Selected text ▸
----

This seems like the place to ask!

Tököl LHTL

Peter and Howard will know what is doable on an experienced level.
New to the TB20, I had no problem getting out of LOWZ with full fuel and 3 pob (avg 80kg).
And landed there before with a part snowy rwy.

...
EDM_, Germany

Sure Zell am See LOWZ is no problem, but that’s tarmac. The takeoff performance chart is here

Grass is highly variable. You can see a factor of two difference in the ground roll, according to the quality of the ground and the length of the grass.

I would not do any grass under 700m at MTOW, ISA. I have seen a 350m ground roll once but that was quite hard ground and almost no grass on it.

----

Information shown ▸
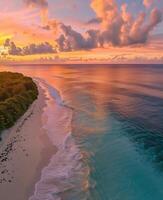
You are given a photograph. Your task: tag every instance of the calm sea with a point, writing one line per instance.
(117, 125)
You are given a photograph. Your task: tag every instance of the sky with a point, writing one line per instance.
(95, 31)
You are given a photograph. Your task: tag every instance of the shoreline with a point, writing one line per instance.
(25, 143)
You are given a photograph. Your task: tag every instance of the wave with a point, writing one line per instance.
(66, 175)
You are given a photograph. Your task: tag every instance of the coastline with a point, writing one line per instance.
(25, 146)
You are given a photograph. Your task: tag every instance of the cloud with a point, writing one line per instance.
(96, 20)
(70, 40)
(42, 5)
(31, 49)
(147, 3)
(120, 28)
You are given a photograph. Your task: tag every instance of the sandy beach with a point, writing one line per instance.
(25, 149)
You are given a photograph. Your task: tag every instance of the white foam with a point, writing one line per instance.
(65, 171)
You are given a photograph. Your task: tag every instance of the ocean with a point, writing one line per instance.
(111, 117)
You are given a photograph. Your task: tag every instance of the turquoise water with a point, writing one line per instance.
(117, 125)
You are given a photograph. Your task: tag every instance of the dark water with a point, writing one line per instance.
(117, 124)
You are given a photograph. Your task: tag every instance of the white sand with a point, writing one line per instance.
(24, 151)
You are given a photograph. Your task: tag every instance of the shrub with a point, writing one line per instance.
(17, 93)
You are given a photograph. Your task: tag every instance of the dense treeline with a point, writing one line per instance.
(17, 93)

----

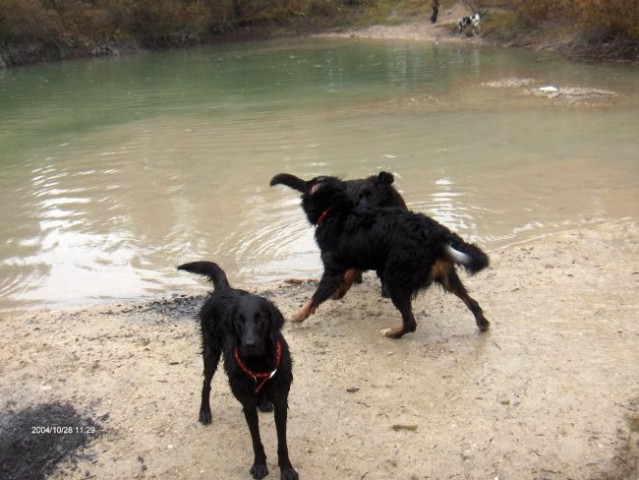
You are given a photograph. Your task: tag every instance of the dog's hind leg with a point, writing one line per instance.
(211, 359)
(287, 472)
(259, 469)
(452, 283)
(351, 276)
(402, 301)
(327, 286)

----

The tasks ▸
a. Rewrite the paragraph of the flying forum text that begins "Grass is highly variable" as a short list, keeping its main facts.
b. In the flying forum text, what is the shortest grass strip the writer would use at MTOW, ISA?
The rows are separate material and have nothing to do with the flying forum text.

Response list ▸
a.
- Grass runways vary a lot.
- The ground roll can differ by a factor of two.
- The difference depends on the quality of the ground and the length of the grass.

b. 700m